Direction 1: Pick out every line of the records that contains the string "fence".

Matthew - Underneath our feet is a very large tunnel that contains one of the biggest experiments that's ever been constructed. Within this tunnel is contained the Large Hadron Collider otherwise known as the LHC. In the Large Hadron Collider, protons are smashed together at extremely high energies, very close to the speed of light. We do that here at CERN in order to try and better understand the universe.

Graihagh - So, protons are actually whizzing underneath our feet right now as we speak.

Matthew - Absolutely and whenever the protons hit head-on, these extraordinary events - we call them - where large numbers of particles are produced and they are detected and measured by these extremely large detectors. One of them is CMS and the other one is the atlas detector.

Graihagh - So, why are we doing this? Why are we creating these sort of events as you call them?

Matthew - Well, the goal is to try and understand other aspects of fundamental physics. So, we have this theory called the standard model. This theory predicts all sorts of things that we observe in nature. One of those things is the Higgs Boson but there are the puzzles beyond the standard model that we don't understand. One of those is dark matter. So, one hope for the LHC is that by smashing together these protons, we might be able to produce dark matter particles and then try and understand something about the nature of dark matter.

Graihagh - How does smashing together two protons equal dark matter? Proton plus proton equals dark matter. It doesn't add up in my head but perhaps it does in yours.

Matthew - One good way of understanding this is to use this famous equation by Einstein, E=mc2. So, (E) is the energy in for example, a particle collision. (m) is the mass of the particles that you can create and (c) is the speed of light. By smashing together protons at the LHC at very, very high energies, you might produce pairs of dark matter particles. For example, one way that dark matter could be produced at the LHC is that even the Higgs Boson could decay into dark matter. So, you could have one of these collisions produce a Higgs Boson and then that Higgs Boson actually decays into dark matter. So, you don't see, you never see the Higgs Boson and you never see the decay happening, and this dark matter flies out of the detector.

Graihagh - So a proton hits a proton, they collide and Higgs Boson was created and that will create dark matter. That dark matter disappears undetected. Is that correct?

Matthew - Absolutely.

Graihagh - You're probably wondering how, if a newly created dark matter particle flies out of the detector undetected, how on Earth we can a.) know it's there and b.) learn anything about it? I put this to Will (Calderon), physicist at Oxford University who's been working on just this conundrum.

Direction 2: Write the next part of the interview about searching for dark matter at the Large Hadron Collider, starting after its final line.

Material for this task:
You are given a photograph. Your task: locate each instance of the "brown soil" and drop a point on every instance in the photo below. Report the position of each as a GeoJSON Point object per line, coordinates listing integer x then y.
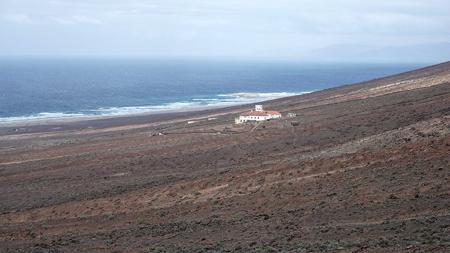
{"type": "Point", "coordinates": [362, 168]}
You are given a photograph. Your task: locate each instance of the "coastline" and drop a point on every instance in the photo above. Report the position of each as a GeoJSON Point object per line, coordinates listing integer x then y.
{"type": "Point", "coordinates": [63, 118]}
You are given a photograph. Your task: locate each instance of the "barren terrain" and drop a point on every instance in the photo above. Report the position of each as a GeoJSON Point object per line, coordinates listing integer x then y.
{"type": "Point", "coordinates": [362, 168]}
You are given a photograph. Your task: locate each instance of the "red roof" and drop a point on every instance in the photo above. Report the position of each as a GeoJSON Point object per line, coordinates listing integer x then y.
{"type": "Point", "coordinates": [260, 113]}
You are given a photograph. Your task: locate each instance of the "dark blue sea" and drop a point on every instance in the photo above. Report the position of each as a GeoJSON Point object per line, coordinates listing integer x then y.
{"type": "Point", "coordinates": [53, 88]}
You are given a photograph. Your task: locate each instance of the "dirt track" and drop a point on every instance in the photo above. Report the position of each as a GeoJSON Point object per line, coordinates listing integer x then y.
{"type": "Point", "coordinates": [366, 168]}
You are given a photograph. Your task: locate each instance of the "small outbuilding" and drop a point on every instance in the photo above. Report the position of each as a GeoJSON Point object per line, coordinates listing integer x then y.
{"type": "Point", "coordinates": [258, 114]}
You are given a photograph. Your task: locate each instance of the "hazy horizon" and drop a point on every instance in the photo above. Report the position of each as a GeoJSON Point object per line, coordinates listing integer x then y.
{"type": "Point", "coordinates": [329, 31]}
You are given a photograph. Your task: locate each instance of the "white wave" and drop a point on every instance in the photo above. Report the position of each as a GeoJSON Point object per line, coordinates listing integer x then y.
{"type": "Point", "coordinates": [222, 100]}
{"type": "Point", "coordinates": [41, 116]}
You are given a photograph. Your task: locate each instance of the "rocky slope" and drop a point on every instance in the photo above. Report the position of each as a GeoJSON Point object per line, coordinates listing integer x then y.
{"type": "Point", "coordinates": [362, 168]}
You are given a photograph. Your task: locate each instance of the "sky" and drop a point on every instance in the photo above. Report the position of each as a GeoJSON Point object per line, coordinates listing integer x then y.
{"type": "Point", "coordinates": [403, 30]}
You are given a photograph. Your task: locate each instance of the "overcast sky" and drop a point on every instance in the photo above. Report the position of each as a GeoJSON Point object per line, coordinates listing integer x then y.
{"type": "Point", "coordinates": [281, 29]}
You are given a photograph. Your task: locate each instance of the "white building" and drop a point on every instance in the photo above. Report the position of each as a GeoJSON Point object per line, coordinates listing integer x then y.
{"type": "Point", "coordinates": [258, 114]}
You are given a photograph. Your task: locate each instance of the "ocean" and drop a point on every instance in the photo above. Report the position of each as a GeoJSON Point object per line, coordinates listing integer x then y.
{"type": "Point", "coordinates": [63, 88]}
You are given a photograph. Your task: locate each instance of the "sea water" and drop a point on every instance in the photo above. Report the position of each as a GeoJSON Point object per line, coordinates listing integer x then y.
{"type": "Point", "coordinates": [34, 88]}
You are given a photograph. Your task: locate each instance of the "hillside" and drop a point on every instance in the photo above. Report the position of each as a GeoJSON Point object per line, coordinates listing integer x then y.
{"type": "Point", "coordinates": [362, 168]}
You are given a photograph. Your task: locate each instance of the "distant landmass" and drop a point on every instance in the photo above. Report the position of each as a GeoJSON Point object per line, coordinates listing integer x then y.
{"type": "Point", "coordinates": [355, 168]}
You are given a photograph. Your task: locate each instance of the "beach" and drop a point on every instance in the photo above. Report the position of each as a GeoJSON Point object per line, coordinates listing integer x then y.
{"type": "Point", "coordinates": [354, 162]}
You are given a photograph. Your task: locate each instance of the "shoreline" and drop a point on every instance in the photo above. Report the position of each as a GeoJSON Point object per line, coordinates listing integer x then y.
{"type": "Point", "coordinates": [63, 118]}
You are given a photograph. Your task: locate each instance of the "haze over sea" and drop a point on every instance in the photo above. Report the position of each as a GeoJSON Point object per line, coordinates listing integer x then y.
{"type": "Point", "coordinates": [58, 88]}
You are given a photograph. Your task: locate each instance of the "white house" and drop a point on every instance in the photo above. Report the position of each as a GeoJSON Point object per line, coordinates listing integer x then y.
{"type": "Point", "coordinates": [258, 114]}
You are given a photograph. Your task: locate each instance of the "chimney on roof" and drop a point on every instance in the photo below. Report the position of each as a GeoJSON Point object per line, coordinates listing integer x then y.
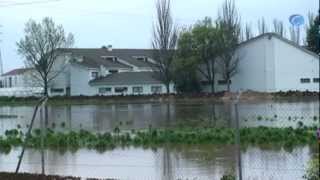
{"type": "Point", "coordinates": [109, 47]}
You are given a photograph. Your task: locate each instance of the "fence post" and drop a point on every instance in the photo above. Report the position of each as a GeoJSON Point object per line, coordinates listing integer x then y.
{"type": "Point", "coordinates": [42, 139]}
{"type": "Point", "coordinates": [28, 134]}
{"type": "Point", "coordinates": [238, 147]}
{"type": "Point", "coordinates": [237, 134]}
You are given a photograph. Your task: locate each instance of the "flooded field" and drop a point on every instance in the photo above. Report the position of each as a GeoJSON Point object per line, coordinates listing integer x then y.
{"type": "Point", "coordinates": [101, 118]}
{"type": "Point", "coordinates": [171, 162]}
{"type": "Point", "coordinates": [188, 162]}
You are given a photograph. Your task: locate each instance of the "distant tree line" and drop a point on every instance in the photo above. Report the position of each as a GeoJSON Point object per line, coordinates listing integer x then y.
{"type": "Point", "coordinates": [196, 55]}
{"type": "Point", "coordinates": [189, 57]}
---
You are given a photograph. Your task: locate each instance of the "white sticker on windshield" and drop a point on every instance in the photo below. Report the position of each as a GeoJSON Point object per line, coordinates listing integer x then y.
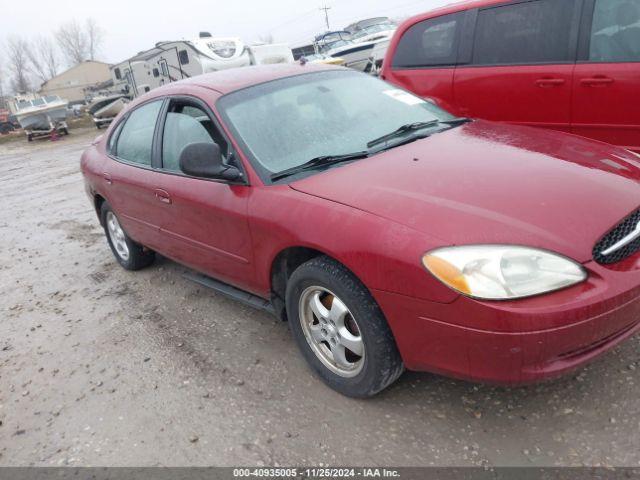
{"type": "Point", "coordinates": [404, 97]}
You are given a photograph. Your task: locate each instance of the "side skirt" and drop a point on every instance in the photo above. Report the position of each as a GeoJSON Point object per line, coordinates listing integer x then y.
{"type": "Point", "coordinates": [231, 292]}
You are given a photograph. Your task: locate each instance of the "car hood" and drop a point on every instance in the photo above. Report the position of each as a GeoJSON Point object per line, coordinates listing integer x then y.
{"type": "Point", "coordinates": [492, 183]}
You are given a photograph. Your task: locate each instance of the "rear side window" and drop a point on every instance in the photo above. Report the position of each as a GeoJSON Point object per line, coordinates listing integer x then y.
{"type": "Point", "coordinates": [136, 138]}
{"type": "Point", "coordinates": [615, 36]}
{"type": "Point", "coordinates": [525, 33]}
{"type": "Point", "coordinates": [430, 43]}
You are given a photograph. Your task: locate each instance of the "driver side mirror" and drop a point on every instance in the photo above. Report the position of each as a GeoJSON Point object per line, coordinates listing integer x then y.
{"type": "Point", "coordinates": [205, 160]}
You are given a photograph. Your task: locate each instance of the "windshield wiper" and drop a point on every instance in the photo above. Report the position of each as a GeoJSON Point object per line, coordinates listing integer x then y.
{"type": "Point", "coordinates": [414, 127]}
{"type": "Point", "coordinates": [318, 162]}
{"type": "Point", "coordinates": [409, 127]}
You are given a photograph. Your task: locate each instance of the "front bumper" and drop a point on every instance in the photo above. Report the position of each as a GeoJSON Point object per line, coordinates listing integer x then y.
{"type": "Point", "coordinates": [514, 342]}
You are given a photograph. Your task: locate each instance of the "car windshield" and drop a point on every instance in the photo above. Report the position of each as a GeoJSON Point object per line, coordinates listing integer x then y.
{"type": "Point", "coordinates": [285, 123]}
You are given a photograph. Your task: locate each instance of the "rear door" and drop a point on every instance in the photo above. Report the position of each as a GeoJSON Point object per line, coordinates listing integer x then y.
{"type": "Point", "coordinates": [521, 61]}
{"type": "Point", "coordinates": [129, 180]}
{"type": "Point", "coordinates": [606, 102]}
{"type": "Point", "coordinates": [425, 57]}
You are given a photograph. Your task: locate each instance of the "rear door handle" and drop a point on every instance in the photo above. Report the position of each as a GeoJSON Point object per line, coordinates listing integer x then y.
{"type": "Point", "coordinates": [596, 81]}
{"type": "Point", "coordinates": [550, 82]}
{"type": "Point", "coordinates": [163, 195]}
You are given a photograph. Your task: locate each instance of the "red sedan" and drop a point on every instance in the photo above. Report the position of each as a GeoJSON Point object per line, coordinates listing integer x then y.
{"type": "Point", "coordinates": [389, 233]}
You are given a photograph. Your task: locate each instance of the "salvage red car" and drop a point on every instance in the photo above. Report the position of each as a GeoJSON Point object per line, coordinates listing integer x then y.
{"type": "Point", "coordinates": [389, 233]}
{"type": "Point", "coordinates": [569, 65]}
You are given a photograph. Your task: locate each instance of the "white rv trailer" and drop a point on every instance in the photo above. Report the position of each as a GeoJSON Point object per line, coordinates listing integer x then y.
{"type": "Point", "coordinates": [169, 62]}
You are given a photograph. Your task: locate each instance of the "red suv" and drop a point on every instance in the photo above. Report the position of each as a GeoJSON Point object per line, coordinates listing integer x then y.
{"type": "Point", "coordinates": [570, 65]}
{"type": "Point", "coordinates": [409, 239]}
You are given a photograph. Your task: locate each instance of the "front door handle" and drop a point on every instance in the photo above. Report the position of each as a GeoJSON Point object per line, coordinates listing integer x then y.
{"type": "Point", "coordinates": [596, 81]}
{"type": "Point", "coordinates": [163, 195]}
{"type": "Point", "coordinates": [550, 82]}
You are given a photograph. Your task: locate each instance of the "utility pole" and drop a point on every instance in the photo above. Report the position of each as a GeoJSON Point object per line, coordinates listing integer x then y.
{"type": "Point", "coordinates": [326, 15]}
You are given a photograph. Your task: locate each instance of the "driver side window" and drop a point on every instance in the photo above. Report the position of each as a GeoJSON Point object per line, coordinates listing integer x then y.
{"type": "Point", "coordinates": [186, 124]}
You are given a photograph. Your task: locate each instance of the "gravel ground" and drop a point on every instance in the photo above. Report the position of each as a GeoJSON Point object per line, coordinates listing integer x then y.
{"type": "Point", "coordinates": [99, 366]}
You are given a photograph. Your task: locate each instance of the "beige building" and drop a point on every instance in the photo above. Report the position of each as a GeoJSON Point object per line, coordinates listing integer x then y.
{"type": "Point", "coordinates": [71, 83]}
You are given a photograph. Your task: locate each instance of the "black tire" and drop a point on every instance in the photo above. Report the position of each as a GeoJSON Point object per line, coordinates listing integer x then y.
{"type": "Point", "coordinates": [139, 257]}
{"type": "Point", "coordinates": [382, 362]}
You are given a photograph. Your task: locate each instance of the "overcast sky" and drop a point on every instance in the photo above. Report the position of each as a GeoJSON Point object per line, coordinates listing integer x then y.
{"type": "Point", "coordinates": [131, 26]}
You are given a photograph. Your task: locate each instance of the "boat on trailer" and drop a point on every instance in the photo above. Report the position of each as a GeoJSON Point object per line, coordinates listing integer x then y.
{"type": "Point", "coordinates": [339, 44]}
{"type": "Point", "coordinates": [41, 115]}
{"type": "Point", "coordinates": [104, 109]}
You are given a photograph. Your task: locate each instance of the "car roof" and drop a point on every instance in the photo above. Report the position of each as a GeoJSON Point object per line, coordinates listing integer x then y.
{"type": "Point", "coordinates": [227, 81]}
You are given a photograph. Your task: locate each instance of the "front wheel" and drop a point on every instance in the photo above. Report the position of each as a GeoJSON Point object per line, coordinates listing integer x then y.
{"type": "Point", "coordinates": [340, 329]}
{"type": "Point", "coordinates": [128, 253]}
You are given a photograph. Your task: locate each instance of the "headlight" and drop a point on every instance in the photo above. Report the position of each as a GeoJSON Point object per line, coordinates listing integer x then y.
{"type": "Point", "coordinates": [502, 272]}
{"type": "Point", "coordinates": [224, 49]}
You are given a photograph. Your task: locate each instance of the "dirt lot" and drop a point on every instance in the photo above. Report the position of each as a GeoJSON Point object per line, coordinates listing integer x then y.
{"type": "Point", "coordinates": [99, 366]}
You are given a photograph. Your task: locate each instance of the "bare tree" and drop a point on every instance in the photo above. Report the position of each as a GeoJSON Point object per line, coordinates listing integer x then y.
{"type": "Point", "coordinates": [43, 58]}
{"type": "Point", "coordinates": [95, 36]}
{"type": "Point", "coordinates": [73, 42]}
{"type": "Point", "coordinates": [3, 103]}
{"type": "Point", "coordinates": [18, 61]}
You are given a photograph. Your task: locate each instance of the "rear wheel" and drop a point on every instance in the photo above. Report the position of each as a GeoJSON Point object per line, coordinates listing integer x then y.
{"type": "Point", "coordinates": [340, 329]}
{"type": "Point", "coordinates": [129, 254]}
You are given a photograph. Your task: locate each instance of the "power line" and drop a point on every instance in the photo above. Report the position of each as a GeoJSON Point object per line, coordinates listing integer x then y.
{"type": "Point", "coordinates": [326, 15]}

Reply 1:
You are given a photograph. Your task: locate each instance of the "fence post" and drop a point on every instance in the photo above. Report the position of each as a GeoJSON Point object per line, coordinates listing integer x then y.

Reply 2:
Will - So, right now, we're standing outside the atlas control room. Actually, with very good timing because right now, it's the first 13 TEV collisions ever. These first collisions are at the highest energies that humans have ever collided particles and will be used to calibrate the machine and the detectors to get it in the best shape ready for - well, when we start the real physics in the summer.

Graihagh - The real physics. I mean, looking at what's in front of us now, it does look like real physics is happening. There are perhaps 30 people, all avidly tapping away on their computers whilst there are some huge projections of all sorts of particles scattering and various simulations going on. No doubt, in a couple of weeks, when all the tests and configurations are done, you will be in there.

Will - Yeah, really soon. Actually, it's happening in less than a month now until we get the actual collisions that we'll, from which maybe we'll get hints of dark matter and new physics and who knows what.

Graihagh - Does that mean you'll be able to potentially hold the dark matter particle in your hand?

Will - I wish, but sadly, by their very nature, you can't hold them. They don't interact with us at all.

Graihagh - If you can't see it, you can't hold it, how on Earth do you go about detecting it?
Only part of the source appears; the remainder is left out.